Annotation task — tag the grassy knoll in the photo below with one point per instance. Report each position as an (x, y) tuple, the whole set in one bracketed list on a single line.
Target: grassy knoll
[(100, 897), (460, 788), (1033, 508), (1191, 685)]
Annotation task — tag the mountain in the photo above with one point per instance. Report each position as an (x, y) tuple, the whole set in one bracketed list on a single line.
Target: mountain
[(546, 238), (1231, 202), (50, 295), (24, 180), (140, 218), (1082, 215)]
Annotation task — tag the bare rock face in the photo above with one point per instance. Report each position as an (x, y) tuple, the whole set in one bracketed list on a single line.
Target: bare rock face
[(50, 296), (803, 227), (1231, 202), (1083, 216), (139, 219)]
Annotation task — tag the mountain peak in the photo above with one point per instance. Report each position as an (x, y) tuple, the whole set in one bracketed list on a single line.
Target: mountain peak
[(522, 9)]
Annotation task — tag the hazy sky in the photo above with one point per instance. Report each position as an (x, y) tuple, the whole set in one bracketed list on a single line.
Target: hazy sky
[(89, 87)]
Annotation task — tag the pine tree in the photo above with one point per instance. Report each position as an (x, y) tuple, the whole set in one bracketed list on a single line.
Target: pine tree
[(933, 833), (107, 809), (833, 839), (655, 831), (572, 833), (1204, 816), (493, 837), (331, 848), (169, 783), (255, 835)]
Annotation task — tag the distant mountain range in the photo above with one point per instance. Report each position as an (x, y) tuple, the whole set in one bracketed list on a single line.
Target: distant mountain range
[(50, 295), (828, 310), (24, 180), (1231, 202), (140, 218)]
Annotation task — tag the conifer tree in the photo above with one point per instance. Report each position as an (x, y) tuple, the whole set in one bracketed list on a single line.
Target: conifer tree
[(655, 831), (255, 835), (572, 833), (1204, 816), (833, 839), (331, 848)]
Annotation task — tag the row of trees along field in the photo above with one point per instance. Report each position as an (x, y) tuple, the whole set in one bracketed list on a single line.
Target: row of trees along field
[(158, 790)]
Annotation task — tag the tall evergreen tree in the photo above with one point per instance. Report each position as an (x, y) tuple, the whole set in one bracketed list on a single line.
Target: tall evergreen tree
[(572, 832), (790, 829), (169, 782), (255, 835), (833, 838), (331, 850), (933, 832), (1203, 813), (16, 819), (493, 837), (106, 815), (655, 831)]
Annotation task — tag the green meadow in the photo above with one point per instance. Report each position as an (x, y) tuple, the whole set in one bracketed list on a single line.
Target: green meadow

▶ [What to produce]
Only the lines from the one with "Annotation task — tag the tall" through the final line above should be repeated, each exactly as written.

▶ [Response]
Annotation task — tag the tall evergreen tree in the photo above with one point per instance. Report each position as an (x, y) tuple, the whole set in one bracketed list on a single line.
Target: tall evergreen tree
[(572, 832), (790, 829), (169, 782), (255, 835), (833, 838), (331, 850), (933, 832), (1203, 813), (16, 819), (493, 837), (106, 815), (655, 831)]
Annotation task — tag the green meadow in the photo above with one point per instance. Report each position as an (x, y) tuple, the whole set in one bracketed list on a single line.
Target: green meadow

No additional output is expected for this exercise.